Exercício proposto A
Passe para o inglês esta frase do trecho do acórdão: "O arguido sabia que não podia conduzir tal veículo na via pública sem estar habilitado para o fazer com a licença de condução ou documento equivalente válidos."

Trecho fornecido
Nesta Relação, o Ex.mo Procurador-Geral-Adjunto emitiu parecer concordando com o MP na 1ª instância, considerando ainda que a sentença recorrida sofre do vício de erro notório na apreciação da prova (art. 410º, 2 al. c) do CPP).

Cumprido o disposto no artigo 417º, 2 do CPP, não houve resposta.

Colhidos os vistos legais, foi o processo submetido à conferência para julgamento.

2. Fundamentação
2.1. Matéria de facto

A sentença recorrida deu como assente a seguinte matéria de facto:

Factos provados:

a) No dia 30.12.2008, pelas 11h30m, o arguido conduziu o ciclomotor com a matrícula ..-DI-.., na Rua ………., ………., Vila Nova de Gaia, sem ser titular de licença de condução ou documento válido que o habilitasse a conduzir tal veículo.

b) O arguido sabia que não podia conduzir tal veículo na via pública sem estar habilitado para o fazer com a licença de condução ou documento equivalente válidos.

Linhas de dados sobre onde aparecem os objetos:
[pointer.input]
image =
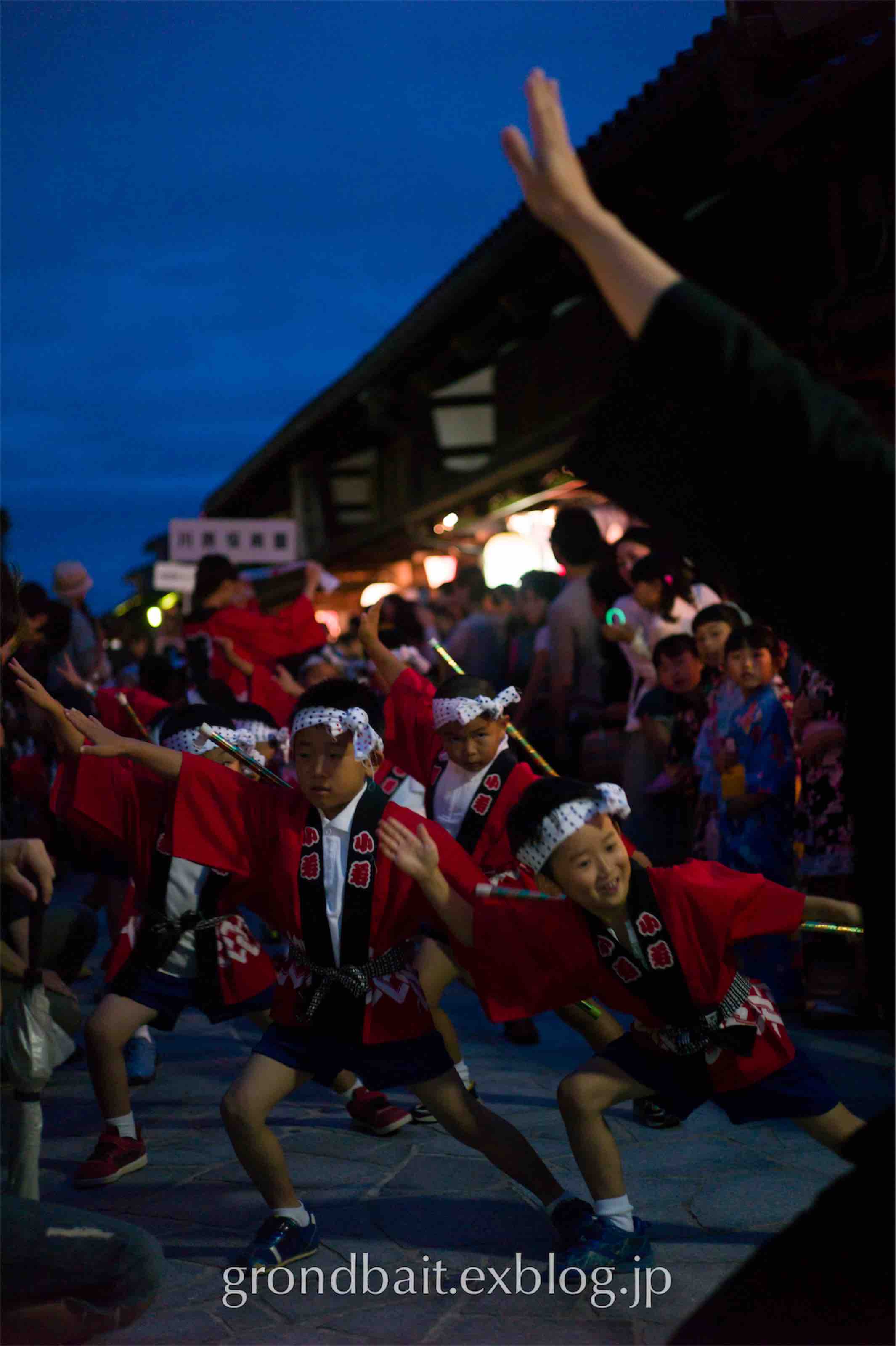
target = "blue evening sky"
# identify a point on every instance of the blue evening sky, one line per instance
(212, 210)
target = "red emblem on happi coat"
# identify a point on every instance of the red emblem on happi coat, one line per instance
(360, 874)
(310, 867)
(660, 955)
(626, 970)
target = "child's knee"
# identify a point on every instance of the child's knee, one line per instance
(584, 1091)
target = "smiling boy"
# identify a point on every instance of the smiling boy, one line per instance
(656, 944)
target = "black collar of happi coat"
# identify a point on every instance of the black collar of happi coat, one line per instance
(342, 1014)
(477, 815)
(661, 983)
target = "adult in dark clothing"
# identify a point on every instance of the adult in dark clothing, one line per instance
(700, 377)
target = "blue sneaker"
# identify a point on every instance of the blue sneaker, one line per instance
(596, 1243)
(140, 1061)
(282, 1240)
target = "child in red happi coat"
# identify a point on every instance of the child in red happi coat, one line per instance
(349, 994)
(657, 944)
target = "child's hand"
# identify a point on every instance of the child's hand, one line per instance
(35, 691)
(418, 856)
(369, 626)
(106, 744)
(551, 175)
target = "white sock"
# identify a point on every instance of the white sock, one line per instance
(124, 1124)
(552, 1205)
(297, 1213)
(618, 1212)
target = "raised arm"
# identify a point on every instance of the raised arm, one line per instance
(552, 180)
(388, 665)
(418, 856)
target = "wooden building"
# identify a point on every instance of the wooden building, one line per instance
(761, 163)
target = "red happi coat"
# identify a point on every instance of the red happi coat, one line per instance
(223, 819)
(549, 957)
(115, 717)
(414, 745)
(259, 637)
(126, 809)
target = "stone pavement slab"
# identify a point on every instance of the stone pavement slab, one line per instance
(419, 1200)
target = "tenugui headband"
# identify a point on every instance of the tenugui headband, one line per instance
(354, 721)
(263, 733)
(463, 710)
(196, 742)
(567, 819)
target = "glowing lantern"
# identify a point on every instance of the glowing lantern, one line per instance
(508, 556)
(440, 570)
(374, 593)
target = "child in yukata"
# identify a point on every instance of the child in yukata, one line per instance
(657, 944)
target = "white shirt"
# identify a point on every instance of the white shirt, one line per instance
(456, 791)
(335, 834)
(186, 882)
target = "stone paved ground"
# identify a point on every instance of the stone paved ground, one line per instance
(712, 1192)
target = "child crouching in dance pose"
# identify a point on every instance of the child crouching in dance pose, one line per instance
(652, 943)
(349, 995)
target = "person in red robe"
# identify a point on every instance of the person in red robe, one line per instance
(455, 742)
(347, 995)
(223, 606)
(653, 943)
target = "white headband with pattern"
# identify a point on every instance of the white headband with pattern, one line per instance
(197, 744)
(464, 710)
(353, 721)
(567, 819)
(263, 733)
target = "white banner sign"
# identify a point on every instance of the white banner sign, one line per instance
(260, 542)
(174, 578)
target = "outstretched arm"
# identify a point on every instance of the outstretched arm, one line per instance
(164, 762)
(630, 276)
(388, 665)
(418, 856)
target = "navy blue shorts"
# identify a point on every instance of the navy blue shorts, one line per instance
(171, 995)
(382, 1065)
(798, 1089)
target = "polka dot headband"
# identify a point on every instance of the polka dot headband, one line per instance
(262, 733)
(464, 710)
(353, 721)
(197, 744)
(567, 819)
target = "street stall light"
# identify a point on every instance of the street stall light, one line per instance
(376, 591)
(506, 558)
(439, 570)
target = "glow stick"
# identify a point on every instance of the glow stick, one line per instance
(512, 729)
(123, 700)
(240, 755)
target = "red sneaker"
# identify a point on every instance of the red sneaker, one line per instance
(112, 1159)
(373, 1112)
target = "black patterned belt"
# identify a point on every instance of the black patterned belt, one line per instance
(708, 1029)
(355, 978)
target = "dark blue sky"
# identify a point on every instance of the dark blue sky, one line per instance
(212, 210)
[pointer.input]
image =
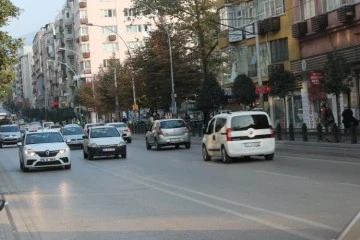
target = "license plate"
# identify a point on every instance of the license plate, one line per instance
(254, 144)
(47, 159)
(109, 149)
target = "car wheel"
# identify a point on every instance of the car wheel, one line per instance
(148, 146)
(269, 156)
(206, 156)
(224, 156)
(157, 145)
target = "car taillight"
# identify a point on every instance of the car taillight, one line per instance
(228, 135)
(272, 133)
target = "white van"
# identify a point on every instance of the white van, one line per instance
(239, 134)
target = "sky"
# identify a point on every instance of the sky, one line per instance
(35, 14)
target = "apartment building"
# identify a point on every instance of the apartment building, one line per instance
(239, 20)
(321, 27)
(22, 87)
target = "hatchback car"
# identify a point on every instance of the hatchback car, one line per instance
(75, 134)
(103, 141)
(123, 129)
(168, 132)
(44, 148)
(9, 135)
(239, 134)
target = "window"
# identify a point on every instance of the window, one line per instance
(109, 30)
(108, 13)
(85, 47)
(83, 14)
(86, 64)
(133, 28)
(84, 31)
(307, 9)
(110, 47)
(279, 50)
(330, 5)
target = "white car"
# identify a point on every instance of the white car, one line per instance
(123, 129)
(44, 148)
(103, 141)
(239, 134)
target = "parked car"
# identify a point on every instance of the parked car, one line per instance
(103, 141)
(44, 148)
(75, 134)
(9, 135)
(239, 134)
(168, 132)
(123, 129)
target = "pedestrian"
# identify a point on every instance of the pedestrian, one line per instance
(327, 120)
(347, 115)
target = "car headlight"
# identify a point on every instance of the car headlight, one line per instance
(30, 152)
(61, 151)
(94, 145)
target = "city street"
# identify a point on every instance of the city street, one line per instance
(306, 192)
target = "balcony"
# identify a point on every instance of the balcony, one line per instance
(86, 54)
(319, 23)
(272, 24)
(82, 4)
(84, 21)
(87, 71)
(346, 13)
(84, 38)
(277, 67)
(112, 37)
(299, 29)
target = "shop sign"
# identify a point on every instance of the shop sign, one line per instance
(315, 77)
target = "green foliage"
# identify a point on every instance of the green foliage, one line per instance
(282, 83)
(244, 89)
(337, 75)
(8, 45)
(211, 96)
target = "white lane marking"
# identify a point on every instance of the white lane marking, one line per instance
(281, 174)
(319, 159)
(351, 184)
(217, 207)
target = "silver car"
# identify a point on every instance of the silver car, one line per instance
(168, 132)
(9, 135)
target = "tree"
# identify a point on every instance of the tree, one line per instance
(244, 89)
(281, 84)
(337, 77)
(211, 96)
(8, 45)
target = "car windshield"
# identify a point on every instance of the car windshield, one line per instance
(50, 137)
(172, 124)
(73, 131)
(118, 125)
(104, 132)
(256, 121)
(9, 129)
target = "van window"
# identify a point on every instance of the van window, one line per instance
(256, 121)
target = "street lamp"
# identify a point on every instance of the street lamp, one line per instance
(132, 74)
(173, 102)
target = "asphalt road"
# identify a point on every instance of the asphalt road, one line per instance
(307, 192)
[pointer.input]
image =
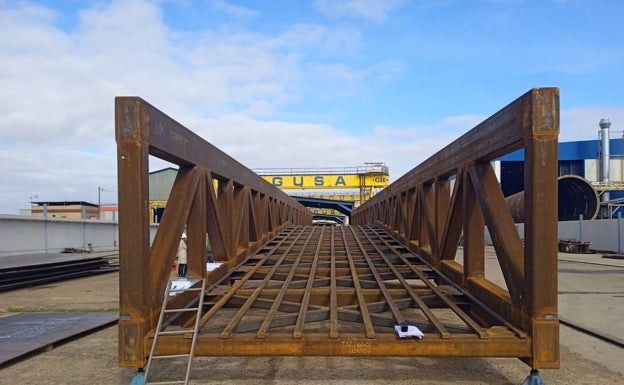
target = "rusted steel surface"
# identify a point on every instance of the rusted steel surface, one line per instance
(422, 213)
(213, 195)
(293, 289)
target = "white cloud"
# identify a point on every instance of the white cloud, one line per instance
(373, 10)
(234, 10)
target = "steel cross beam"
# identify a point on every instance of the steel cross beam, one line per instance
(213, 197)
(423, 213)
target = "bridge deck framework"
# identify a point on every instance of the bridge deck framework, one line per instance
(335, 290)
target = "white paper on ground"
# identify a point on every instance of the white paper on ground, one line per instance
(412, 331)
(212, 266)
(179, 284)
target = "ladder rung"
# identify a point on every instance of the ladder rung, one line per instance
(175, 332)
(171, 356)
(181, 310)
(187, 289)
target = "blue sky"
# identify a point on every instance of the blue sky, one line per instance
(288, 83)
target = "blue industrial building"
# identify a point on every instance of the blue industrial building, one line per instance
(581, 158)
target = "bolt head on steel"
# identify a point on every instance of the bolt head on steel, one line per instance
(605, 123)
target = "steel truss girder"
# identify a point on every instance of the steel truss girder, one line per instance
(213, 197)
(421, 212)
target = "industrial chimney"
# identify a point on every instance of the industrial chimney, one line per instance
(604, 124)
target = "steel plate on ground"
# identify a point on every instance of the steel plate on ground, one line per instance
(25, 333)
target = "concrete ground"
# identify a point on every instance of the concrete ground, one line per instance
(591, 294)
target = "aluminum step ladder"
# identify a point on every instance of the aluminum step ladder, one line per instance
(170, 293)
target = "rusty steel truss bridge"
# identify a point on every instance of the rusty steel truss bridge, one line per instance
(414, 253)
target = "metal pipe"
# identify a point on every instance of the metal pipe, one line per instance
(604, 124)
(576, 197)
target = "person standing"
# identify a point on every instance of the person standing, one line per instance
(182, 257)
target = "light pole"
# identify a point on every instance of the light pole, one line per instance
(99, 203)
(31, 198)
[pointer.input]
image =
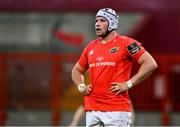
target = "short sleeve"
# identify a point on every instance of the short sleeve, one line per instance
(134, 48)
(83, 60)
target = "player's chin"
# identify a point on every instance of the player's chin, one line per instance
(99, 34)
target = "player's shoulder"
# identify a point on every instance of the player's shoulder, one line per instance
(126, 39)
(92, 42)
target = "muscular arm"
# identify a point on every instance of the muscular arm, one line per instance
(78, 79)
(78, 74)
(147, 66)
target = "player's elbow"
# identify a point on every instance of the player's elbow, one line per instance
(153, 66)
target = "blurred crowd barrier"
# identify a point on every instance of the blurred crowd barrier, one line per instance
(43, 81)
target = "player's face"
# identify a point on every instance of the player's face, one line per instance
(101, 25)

Exercício proposto B
Localize nos registros todas as linhas em que aparece a palavra "paper" e copie cada uma delas.

Resultado final A
The defendant knew that he could not drive that vehicle on the public road without being qualified to do so with a valid driver's license or equivalent document.

Resultado final B
target = "white paper on ground"
# identify a point on every instance of the white paper on ground, one line per instance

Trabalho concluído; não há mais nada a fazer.